Dave Chappelle Took Away My iPhone — Here’s Why I Loved It

Dave Chappelle slayed in Toronto last night. It was his fourth stand-up performance of a five-night, nine-show run at The Danforth Music Hall. And let it be known: the man’s still got jokes. Dude had me struggling to breathe. In the parlance of our times, I couldn’t even.

But you know what else I couldn’t do? Check Facebook.

That’s because Chappelle hates it when people use smartphones at his gigs, and he’s done fucking around. He’s teamed with tech start-up Yondr to create phone-free zones at all his shows. It works like this: you drop your device into a sock-like pouch, which then locks once you enter the venue. It’s like smartphone solitary confinement. And you know what? I loved it.

yondr

Now maybe you’re a bit apprehensive of this idea. “What if I’m expecting an important work-related email?” you wonder. “What if my wife’s water breaks and she can’t reach me?!” All valid points (more or less). But calm your horses: if you need to make a call or send a text, you can leave the designated phone-free area, and the pouch will unlock.

Maybe it’s a bit inconvenient, but try seeing it from the comedian’s perspective. Imagine trying your hand at stand-up while people kept whipping out these distracting glowing devices. All this while knowing your well-honed material would plummet in street value due to asswipes posting clips of it on YouTube. You’d likely have a panic attack, or at the very least a pretty stilted delivery, and then wake up to viral Vines of yourself bombing the next morning.

*Supplied entries*

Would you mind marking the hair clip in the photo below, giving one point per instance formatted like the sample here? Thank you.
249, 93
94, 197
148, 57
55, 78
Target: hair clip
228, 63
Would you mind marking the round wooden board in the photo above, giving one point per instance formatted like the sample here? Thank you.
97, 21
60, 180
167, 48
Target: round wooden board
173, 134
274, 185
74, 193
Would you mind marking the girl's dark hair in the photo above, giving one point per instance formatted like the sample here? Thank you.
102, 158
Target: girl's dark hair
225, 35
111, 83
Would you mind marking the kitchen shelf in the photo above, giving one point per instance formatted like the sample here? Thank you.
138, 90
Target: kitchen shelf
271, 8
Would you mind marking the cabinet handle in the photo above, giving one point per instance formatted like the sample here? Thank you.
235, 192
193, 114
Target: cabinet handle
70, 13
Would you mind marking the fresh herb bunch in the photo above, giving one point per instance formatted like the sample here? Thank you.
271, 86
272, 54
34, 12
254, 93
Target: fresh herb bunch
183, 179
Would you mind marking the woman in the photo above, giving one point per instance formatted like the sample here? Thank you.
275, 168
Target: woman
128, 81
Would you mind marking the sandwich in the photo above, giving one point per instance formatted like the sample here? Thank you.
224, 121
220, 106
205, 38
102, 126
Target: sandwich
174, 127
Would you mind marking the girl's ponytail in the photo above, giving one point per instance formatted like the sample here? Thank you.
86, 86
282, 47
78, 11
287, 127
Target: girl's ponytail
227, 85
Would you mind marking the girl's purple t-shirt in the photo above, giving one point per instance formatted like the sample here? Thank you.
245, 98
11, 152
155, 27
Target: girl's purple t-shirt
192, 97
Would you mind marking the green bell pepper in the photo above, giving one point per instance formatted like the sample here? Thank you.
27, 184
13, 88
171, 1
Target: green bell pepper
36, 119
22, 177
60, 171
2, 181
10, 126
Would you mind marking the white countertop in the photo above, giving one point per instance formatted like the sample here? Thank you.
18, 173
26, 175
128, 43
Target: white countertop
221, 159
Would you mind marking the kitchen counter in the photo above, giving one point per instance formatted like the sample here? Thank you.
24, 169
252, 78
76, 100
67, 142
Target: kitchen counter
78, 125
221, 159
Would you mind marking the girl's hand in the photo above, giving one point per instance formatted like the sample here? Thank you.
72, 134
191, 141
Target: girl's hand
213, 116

*Required action A*
Reproduce the passage of the Dave Chappelle piece that begins with the words containing "Dave Chappelle slayed" and ends with "I loved it.".
*Required action B*
Carry on writing the piece about Dave Chappelle's phone-free shows, starting right after its last sentence.

*Response A*
Dave Chappelle slayed in Toronto last night. It was his fourth stand-up performance of a five-night, nine-show run at The Danforth Music Hall. And let it be known: the man’s still got jokes. Dude had me struggling to breathe. In the parlance of our times, I couldn’t even.

But you know what else I couldn’t do? Check Facebook.

That’s because Chappelle hates it when people use smartphones at his gigs, and he’s done fucking around. He’s teamed with tech start-up Yondr to create phone-free zones at all his shows. It works like this: you drop your device into a sock-like pouch, which then locks once you enter the venue. It’s like smartphone solitary confinement. And you know what? I loved it.

*Response B*
Empathy aside, here’s the main reason you should love Yondr: it forces you to live in the moment. When’s the last time you went to a concert and weren’t surrounded by people taking in the performance through their camera apps? Instead of, you know, their actual eyes and ears? We’re so hell-bent on capturing every notable minute of our lives that we miss them altogether. But if you just look at something IRL, like Louis C.K. once said, the resolution is unbelievable. It’s totally HD!

Life can be pretty great when you’re not busy broadcasting it.

I, for one, am glad I experienced Chappelle in better-than-4K quality. With no social media apps to keep compulsively checking, I could only hang onto his every word, and pay attention to his every nuance (I truly got to appreciate the nerdy timbre of his white guy voice). It made the jokes hit that much harder. (“Al-Qaeda’s fallen off. They haven’t had a hit since 9/11! They’re on the same career trajectory as Ja Rule!”) He did a Rob Ford impression that literally made me squeal like a piglet. And I have no shame in admitting this, because I did what few others do today: I paid my undivided attention to something, and relished it thoroughly.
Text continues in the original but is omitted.